Supplied entries =
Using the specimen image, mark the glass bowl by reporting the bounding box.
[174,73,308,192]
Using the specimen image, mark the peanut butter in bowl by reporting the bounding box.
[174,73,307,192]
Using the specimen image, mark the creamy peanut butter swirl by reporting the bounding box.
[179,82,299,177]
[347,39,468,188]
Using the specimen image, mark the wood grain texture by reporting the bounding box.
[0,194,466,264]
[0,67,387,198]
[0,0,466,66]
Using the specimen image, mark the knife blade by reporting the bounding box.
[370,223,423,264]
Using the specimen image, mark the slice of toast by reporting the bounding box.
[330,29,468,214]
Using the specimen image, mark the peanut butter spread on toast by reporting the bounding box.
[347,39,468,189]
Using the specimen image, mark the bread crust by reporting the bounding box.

Activity = All of the records above are to be returned exactly as they stand.

Answer for the task =
Using the specimen image, mark the glass bowl by reporting the bounding box.
[174,73,308,192]
Using the specimen image, mark the peanut butter in bowl by reporting the bounding box.
[174,73,307,192]
Using the specimen image, mark the creamy peanut butter swirl by reporting the bounding box.
[179,82,299,177]
[347,39,468,188]
Using the specimen image, mark the wood grain texture by reporting the bounding box.
[0,194,466,264]
[0,67,387,198]
[0,0,466,66]
Using the specimen image, mark the knife blade by reporting the bounding box.
[370,223,423,264]
Using the specimen image, mark the slice of toast by reporting the bounding box.
[330,29,468,214]
Using the specimen image, mark the peanut butter spread on toast by reporting the bounding box.
[347,39,468,189]
Using the specimen image, mark the bread crust by reporting the bounding box.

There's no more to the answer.